## EXERCISE INSTRUCTIONS
A. In two sentences, what does the Brent Hinds essay say?
B. Recast the paragraph of the Brent Hinds essay beginning "Brent Hinds, the 51-year-old" as a short bulleted list that keeps its main facts.
C. Resume the Brent Hinds essay right after its last sentence, the one that closes on "than to never have loved at all."

## TEXT TO READ
Brent Hinds Is Dead, Long Live Brent Hinds.
Everyone we know or love is dying and the reality that we're not getting out of this late-stage morbidity alive leads to a crushingly clear conclusion: we're finished. So, uh, HAVE A NICE DAY!

When you chronicle sorrow, it starts to become the norm that sorrow is not as much a feeling as it is an attitude. There is love as it is present and then love as it is absent and depending on where you are on the great arc of life you’re living with one even as you’re most assuredly dying with the other. Ignore it and take the thrill ride to nothingness or embrace it and ruin the run to oblivion.
But the fact remains: this mortality thing is merciless.
Brent Hinds, the 51-year-old recently departed founding member of the group Mastodon dies in a motorcycle accident. I did not know the man outside of his outsized influence on friends of mine who either played with him or loved him from having played with him. Their sorrow, in postings, and texts to me, is deep and heartfelt, and it breaks my heart.
“Man, if I had known I was going to feel like this…” a musician friend of mine in the latter stages of a fractious separation from the mother of his kids, as well as his two kids, lamented in a phone call a very specific kind of horror related to this kind of loss. “…I never would have had them.”
It hung in the air, this anti-life sentiment that countered the well-worn adage about it being better to have loved and lost than to never have loved at all.

## Pointing dataset records
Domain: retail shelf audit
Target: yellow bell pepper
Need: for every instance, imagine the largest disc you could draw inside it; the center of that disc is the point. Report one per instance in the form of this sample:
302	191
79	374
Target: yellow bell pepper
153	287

## ANSWERS IN ORDER
A. The writer argues that chronicling sorrow makes it seem less a feeling than an attitude, and that mortality is merciless, as the motorcycle-accident death of Brent Hinds, the 51-year-old founding member of Mastodon, shows. The writer did not know Hinds personally but is heartbroken by the grief of friends who played with him, and recalls a musician friend whose lament over this kind of loss ran counter to the adage that it is better to have loved and lost than never to have loved at all.

B.
- Brent Hinds, 51, a founding member of Mastodon, died in a motorcycle accident.
- The writer did not know him personally, only through his outsized influence on friends who played with him.
- Those friends' sorrow, shared in postings and texts, is deep and heartfelt, and it breaks the writer's heart.

C.
That is, what I know now is the sum total of lives now lived well beyond surprise. And still I am surprised, because still there is all of the heart-rending sorrow. Both for what was and what will be…
“Bullshit,” I said. “What we’re in love with, what we live and die for is, the absence that defines the presence of greatness in our lives. The more keenly we feel its absence stands in tribute to how great its presence was.” But the phone line had gone dead which, without a doubt, had made my point twice.
The point being this ride only ends one way. In fact there’s an army of the dead who can attest to this. The last few years being especially tough in that it seems death works in clusters. So from Albini whose death was a total surprise for many to Al Barile whose health struggles, as well as his postings about his impending death made it much less of one, are fellow travelers. Known ones.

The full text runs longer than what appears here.